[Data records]
[Start]

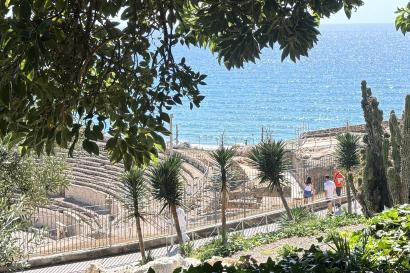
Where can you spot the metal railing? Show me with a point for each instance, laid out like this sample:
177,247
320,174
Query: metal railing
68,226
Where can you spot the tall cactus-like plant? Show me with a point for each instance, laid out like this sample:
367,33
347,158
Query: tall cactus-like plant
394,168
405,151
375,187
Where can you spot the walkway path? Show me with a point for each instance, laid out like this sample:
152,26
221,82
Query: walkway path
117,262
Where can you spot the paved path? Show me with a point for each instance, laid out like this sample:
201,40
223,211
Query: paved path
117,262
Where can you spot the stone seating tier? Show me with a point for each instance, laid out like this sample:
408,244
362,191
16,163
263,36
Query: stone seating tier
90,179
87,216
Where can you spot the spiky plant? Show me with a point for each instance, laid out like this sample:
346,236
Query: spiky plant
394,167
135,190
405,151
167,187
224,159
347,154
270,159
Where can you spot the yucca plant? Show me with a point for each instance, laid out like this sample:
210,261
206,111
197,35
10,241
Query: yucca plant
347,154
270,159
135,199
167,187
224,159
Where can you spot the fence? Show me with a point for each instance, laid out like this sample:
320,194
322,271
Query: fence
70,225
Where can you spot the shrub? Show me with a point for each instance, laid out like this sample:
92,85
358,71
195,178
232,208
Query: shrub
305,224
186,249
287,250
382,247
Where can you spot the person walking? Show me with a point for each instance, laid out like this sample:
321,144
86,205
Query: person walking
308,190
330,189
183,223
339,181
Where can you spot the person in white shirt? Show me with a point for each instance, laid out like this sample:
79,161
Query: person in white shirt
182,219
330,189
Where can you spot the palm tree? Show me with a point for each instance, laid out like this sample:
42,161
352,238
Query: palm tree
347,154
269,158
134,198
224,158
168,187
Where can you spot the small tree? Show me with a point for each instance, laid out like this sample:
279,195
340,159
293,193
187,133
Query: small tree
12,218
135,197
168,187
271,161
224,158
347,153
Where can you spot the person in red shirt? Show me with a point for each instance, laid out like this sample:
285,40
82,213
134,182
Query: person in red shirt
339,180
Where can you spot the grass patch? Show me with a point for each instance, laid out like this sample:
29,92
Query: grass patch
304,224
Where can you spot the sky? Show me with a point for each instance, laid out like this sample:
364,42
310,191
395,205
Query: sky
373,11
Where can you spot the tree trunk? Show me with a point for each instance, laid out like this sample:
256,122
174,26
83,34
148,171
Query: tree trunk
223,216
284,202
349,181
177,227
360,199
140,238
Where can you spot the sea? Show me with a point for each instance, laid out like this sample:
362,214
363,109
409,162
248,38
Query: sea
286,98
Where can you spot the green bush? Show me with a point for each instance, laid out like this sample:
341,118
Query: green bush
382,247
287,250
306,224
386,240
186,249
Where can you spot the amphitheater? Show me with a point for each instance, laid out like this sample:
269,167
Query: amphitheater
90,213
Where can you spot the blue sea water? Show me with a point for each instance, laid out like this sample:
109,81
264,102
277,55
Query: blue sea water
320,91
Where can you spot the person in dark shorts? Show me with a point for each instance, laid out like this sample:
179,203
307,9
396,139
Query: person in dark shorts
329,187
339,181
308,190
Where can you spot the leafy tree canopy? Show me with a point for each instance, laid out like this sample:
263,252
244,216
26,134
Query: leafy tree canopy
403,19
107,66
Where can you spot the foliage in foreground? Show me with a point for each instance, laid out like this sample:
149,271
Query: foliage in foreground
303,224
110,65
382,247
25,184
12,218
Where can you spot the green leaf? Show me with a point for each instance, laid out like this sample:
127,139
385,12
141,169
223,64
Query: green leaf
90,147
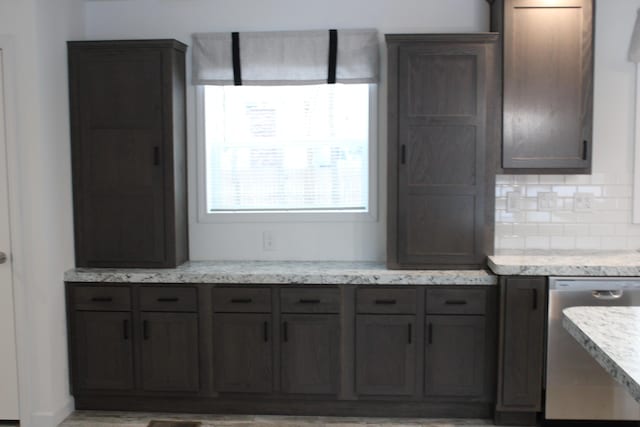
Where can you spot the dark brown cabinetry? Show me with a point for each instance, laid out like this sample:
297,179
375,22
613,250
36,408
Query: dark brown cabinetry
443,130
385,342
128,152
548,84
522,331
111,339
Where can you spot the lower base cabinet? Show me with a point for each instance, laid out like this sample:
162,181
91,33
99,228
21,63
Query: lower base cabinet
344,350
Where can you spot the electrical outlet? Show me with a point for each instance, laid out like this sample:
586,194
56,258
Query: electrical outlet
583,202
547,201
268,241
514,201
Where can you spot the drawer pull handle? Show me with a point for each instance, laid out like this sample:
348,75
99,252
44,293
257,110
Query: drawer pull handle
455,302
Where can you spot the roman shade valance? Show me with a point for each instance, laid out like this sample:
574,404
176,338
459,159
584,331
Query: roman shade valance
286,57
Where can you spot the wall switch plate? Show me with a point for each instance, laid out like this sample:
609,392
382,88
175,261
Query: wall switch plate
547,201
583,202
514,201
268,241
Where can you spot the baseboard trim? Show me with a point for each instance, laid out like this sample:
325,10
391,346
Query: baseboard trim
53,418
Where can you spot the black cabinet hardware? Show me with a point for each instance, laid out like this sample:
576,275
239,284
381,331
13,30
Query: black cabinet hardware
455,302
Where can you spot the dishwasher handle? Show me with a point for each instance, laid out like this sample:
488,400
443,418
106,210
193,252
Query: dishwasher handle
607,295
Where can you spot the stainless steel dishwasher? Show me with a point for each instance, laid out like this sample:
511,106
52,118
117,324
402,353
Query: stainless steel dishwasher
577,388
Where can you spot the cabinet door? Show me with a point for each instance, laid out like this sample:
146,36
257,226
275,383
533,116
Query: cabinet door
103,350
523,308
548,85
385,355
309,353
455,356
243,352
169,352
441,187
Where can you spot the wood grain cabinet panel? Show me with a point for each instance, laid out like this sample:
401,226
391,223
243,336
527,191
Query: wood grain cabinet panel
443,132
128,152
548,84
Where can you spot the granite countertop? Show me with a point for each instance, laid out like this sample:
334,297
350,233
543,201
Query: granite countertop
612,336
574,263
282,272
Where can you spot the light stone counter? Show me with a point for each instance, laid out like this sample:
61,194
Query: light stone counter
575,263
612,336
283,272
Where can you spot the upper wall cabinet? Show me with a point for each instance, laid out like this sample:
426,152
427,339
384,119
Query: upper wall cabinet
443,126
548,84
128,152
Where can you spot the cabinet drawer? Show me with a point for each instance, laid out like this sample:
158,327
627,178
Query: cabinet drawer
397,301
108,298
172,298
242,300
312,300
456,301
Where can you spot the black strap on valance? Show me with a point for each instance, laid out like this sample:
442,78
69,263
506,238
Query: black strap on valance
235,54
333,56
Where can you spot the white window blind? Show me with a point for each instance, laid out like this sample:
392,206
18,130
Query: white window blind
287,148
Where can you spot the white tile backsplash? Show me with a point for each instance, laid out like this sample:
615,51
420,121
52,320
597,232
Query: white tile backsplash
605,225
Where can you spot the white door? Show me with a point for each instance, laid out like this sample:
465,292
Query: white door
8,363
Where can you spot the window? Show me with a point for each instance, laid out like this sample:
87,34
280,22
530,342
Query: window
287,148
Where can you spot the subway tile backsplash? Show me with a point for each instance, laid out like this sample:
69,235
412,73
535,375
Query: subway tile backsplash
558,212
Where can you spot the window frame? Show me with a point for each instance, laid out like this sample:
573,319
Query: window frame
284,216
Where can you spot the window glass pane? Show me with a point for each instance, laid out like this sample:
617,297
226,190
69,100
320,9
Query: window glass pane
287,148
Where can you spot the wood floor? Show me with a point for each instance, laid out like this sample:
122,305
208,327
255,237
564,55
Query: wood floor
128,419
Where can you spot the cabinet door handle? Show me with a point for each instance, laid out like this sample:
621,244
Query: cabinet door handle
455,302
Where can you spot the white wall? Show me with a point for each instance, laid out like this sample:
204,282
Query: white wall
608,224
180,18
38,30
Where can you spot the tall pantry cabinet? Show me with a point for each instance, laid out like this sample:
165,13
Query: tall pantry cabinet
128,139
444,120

[End]
[Start]

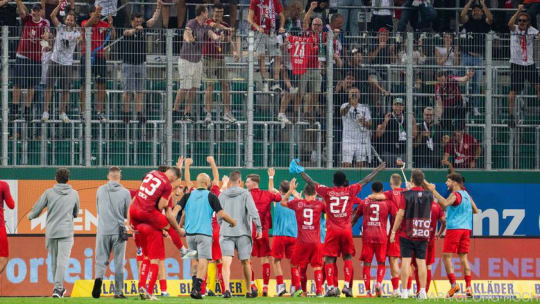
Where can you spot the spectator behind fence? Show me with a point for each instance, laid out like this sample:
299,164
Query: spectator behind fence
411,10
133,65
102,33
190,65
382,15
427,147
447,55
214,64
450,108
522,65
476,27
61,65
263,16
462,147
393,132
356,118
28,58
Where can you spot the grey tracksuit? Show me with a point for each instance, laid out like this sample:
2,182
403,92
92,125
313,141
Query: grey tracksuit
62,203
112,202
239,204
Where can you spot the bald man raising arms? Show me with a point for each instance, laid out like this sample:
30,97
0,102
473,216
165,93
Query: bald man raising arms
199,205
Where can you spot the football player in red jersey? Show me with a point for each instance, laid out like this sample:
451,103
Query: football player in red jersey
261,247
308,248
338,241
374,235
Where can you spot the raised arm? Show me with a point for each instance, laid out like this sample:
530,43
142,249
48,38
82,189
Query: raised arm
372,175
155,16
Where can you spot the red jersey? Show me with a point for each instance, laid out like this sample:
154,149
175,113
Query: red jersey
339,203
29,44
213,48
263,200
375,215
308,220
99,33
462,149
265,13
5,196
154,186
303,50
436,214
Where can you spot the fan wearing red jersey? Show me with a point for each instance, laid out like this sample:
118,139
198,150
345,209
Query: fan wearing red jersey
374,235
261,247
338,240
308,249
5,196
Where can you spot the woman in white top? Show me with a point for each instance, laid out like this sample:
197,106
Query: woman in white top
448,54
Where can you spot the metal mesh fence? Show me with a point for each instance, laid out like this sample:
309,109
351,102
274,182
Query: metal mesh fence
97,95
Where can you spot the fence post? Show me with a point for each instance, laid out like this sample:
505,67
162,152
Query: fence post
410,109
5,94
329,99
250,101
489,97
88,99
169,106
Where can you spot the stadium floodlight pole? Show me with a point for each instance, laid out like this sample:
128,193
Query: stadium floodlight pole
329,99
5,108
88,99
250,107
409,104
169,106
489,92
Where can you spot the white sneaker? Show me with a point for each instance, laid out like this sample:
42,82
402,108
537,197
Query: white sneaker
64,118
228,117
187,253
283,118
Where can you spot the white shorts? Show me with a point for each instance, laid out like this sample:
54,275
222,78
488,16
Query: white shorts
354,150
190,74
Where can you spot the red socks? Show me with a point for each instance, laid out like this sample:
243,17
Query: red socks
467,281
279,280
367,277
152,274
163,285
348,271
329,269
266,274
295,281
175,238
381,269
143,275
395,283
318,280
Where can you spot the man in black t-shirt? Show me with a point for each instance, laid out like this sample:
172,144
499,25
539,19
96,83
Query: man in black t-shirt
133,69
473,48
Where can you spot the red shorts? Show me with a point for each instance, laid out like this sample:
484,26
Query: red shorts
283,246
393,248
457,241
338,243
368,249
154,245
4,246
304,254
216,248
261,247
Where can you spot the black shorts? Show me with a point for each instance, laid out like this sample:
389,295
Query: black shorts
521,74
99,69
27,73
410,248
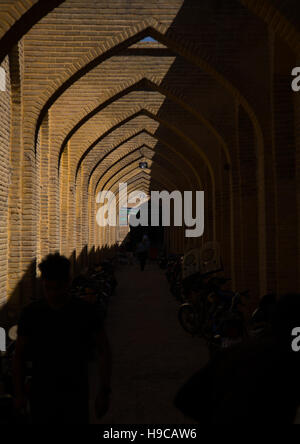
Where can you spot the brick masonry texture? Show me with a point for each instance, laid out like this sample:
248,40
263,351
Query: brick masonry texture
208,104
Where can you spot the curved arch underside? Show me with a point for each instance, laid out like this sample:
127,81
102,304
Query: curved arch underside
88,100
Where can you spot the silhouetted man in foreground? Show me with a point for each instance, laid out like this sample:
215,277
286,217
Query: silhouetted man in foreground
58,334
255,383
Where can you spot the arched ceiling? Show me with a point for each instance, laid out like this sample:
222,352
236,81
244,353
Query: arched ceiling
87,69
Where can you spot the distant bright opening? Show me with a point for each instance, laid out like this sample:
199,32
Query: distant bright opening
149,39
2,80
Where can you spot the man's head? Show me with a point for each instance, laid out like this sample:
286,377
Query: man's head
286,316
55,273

[End]
[Start]

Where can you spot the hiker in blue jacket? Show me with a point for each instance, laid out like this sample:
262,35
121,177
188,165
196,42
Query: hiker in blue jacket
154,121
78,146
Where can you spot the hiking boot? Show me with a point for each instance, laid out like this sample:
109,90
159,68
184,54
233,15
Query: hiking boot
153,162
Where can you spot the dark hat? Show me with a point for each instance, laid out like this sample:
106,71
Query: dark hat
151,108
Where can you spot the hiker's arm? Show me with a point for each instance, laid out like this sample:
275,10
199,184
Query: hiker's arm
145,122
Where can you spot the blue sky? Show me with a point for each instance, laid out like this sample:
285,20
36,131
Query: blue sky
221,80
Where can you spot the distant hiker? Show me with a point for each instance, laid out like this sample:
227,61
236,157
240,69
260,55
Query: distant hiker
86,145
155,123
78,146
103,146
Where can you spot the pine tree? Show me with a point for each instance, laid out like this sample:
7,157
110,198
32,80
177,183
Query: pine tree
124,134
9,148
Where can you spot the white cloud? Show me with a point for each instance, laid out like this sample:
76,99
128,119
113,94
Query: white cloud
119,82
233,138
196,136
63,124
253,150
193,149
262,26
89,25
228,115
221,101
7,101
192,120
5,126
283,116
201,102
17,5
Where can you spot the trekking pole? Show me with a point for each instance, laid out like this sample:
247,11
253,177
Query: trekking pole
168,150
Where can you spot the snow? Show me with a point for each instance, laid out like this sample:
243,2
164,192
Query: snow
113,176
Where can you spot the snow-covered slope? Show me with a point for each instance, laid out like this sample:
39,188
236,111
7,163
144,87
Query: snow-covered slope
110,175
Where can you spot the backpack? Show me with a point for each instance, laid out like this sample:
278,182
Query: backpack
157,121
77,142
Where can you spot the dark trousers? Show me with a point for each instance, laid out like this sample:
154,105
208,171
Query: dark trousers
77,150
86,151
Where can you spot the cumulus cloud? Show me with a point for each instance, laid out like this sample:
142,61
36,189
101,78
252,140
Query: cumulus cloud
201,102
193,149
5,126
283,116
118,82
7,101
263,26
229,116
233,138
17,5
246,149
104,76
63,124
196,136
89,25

[End]

*TO BE DONE*: In the entries above, pick out every line that contains the word "stainless" and copy each of those lines.

*EXPECTED ANSWER*:
Where can you spot the stainless steel dishwasher? Show me with a point for each instance, laid out like this sample:
Query: stainless steel dishwasher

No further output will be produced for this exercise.